* _Task statement_
For the records below, print the lines from the line with "A single point marks each instance of the rock formation" through the line with "A single point marks each instance of the dark rock, shaped" exactly as written; include both end lines and exclude the rest.

*** Data for this task Section Begins ***

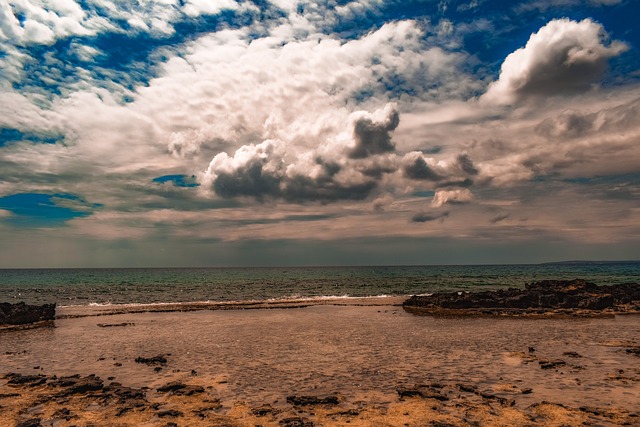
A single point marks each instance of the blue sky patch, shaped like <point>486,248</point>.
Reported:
<point>44,210</point>
<point>11,135</point>
<point>178,180</point>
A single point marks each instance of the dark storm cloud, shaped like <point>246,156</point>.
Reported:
<point>415,167</point>
<point>373,137</point>
<point>454,173</point>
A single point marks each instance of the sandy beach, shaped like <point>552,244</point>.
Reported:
<point>325,363</point>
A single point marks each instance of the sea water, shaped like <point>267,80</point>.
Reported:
<point>84,287</point>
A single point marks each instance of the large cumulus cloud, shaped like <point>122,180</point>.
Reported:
<point>563,57</point>
<point>343,168</point>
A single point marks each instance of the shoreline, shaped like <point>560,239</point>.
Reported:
<point>322,365</point>
<point>75,311</point>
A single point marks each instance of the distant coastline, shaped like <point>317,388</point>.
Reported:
<point>588,262</point>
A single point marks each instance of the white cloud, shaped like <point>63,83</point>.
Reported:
<point>229,90</point>
<point>339,169</point>
<point>563,57</point>
<point>195,8</point>
<point>459,196</point>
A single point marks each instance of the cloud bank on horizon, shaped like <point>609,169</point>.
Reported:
<point>173,132</point>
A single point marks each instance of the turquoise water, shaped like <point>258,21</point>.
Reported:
<point>162,285</point>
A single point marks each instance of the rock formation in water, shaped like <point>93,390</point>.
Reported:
<point>544,296</point>
<point>23,314</point>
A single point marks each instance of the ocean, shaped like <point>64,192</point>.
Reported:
<point>85,287</point>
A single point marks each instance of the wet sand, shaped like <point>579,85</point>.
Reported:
<point>364,362</point>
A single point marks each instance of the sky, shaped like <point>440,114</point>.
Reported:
<point>186,133</point>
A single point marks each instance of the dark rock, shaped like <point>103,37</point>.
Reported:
<point>8,395</point>
<point>29,380</point>
<point>264,410</point>
<point>33,422</point>
<point>156,360</point>
<point>181,389</point>
<point>467,388</point>
<point>549,364</point>
<point>77,385</point>
<point>169,413</point>
<point>22,314</point>
<point>536,297</point>
<point>122,394</point>
<point>312,400</point>
<point>296,422</point>
<point>425,392</point>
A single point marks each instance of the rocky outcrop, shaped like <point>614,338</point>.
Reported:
<point>545,296</point>
<point>23,314</point>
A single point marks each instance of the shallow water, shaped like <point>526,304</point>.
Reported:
<point>359,352</point>
<point>167,285</point>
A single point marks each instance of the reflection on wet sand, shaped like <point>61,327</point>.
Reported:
<point>363,365</point>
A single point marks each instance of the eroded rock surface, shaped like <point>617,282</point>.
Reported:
<point>567,296</point>
<point>23,314</point>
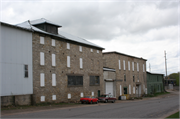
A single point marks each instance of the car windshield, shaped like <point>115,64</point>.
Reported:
<point>86,96</point>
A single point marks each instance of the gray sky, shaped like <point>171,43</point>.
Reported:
<point>138,28</point>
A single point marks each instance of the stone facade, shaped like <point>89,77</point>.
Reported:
<point>92,66</point>
<point>138,86</point>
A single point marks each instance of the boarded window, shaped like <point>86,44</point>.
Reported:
<point>80,48</point>
<point>94,80</point>
<point>81,63</point>
<point>42,79</point>
<point>68,61</point>
<point>53,60</point>
<point>42,58</point>
<point>53,79</point>
<point>53,42</point>
<point>68,46</point>
<point>75,80</point>
<point>124,64</point>
<point>119,64</point>
<point>41,40</point>
<point>53,97</point>
<point>129,65</point>
<point>124,77</point>
<point>26,71</point>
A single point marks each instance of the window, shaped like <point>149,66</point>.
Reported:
<point>53,60</point>
<point>75,80</point>
<point>53,97</point>
<point>26,71</point>
<point>42,58</point>
<point>143,67</point>
<point>68,61</point>
<point>80,48</point>
<point>129,65</point>
<point>124,77</point>
<point>91,50</point>
<point>81,63</point>
<point>119,64</point>
<point>53,42</point>
<point>41,40</point>
<point>124,64</point>
<point>137,66</point>
<point>69,96</point>
<point>53,79</point>
<point>68,46</point>
<point>133,66</point>
<point>42,98</point>
<point>129,89</point>
<point>42,79</point>
<point>94,80</point>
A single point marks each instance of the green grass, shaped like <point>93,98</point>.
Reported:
<point>36,105</point>
<point>175,115</point>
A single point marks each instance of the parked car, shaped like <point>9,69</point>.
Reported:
<point>89,99</point>
<point>106,97</point>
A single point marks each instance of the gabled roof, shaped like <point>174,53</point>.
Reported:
<point>66,36</point>
<point>42,20</point>
<point>114,52</point>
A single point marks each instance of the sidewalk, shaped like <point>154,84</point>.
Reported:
<point>53,107</point>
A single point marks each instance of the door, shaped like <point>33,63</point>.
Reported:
<point>109,88</point>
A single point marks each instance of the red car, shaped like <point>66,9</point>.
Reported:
<point>89,99</point>
<point>106,97</point>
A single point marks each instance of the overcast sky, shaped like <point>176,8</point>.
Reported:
<point>138,28</point>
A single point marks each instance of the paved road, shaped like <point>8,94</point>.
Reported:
<point>153,108</point>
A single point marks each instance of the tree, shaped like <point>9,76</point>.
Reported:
<point>175,76</point>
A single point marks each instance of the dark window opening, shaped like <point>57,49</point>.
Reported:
<point>94,80</point>
<point>125,77</point>
<point>75,80</point>
<point>26,71</point>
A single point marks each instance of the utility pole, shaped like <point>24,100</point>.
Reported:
<point>165,63</point>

*** Data for this task Section Ends ***

* _Result_
A single point marks each instance of the rock formation in water, shaped like <point>93,390</point>.
Reported:
<point>544,296</point>
<point>23,314</point>
A single point marks each instance of the ocean, shaped like <point>64,192</point>.
Reported:
<point>85,287</point>
A single point marks each instance of the wet sand, shaped like <point>579,85</point>.
Reported:
<point>364,362</point>
A single point marks each instance of the sky, shaped like <point>440,114</point>.
Reported:
<point>186,133</point>
A single point marks each instance of the dark rock, shaped like <point>103,37</point>.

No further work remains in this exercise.